**Exercise materials**
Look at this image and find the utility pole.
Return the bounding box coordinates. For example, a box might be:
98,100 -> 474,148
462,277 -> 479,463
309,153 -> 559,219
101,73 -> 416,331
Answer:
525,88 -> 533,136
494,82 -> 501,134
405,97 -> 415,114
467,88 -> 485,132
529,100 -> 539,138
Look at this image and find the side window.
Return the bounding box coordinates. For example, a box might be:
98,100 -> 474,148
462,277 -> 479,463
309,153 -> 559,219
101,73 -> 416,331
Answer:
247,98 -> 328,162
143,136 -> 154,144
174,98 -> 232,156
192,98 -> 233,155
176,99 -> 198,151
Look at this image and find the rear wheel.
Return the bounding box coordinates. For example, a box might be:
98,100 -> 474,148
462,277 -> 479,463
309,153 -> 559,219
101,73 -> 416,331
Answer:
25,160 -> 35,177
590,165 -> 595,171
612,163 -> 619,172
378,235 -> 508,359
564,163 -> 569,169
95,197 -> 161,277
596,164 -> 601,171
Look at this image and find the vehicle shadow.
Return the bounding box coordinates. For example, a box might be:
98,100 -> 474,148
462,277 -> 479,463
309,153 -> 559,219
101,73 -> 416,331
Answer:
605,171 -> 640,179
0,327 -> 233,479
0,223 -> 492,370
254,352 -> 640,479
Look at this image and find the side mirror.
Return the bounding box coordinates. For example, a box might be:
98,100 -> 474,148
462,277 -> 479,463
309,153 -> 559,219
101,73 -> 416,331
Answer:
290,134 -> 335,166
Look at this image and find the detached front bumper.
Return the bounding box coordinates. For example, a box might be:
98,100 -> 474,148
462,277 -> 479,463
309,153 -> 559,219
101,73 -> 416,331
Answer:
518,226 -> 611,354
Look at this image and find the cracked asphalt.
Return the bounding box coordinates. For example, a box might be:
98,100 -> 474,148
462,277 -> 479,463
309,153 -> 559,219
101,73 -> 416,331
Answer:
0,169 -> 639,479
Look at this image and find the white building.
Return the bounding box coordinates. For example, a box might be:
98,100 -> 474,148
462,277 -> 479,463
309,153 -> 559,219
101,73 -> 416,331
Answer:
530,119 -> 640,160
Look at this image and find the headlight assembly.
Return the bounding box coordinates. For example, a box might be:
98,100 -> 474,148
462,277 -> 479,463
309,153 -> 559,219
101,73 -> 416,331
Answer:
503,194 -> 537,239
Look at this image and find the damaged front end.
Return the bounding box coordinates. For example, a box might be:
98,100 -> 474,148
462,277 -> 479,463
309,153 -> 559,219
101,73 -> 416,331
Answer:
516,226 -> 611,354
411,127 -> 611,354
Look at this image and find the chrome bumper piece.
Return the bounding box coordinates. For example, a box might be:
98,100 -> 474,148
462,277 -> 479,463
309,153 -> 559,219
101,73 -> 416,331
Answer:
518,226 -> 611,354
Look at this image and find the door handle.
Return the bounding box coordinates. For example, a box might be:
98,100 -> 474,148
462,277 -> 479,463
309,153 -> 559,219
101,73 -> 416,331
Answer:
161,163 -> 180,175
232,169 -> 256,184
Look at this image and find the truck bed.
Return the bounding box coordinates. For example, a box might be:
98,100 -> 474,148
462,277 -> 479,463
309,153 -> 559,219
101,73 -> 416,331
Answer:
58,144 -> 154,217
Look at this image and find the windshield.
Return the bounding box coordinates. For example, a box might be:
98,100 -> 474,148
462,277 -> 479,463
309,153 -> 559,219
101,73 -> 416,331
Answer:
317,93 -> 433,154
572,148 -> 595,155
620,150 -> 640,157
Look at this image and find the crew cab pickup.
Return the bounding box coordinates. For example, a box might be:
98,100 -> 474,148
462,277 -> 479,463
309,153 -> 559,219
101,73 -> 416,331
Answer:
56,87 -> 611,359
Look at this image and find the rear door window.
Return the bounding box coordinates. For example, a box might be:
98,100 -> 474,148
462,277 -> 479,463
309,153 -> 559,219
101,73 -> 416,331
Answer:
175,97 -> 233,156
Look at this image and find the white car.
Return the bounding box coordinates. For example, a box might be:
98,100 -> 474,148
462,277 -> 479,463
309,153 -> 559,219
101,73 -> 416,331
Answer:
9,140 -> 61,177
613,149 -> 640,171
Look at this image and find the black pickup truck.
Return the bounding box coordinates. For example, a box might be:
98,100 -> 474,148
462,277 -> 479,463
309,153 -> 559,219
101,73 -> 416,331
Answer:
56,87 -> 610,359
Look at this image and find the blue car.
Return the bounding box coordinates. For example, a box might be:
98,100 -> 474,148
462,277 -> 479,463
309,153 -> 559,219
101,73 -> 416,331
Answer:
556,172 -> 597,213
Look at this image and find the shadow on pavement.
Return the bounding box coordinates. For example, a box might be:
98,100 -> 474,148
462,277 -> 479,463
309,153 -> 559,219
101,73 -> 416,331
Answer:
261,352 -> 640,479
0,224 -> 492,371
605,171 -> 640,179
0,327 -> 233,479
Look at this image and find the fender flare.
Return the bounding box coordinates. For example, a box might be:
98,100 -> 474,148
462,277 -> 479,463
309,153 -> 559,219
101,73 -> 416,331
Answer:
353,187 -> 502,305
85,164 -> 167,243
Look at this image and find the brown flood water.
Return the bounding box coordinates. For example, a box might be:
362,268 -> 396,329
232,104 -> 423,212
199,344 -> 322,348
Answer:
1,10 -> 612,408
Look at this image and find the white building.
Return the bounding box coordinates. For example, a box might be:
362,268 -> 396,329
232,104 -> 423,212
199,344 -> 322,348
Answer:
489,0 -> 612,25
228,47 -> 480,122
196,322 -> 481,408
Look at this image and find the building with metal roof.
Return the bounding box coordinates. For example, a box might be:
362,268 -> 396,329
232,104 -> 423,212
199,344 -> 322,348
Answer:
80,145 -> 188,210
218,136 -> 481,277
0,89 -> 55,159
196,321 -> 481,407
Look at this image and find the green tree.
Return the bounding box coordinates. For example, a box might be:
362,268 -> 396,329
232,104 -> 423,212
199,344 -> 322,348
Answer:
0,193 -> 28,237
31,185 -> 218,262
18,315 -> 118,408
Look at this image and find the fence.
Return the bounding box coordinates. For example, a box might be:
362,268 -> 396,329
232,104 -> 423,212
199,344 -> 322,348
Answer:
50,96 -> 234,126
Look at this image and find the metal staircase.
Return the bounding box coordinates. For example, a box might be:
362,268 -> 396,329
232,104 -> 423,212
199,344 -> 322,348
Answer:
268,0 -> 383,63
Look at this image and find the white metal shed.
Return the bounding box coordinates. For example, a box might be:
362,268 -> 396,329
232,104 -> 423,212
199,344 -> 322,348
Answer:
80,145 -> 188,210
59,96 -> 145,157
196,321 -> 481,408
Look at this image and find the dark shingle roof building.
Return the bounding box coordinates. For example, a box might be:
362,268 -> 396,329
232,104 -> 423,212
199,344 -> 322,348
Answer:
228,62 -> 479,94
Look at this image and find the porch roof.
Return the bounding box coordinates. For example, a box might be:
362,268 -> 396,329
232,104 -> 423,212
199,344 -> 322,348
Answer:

**Exercise**
Sift through the material above and copy each line that holds "window".

**Exercise output**
Look at this image and find the side window.
Look at this image and find the rear door window.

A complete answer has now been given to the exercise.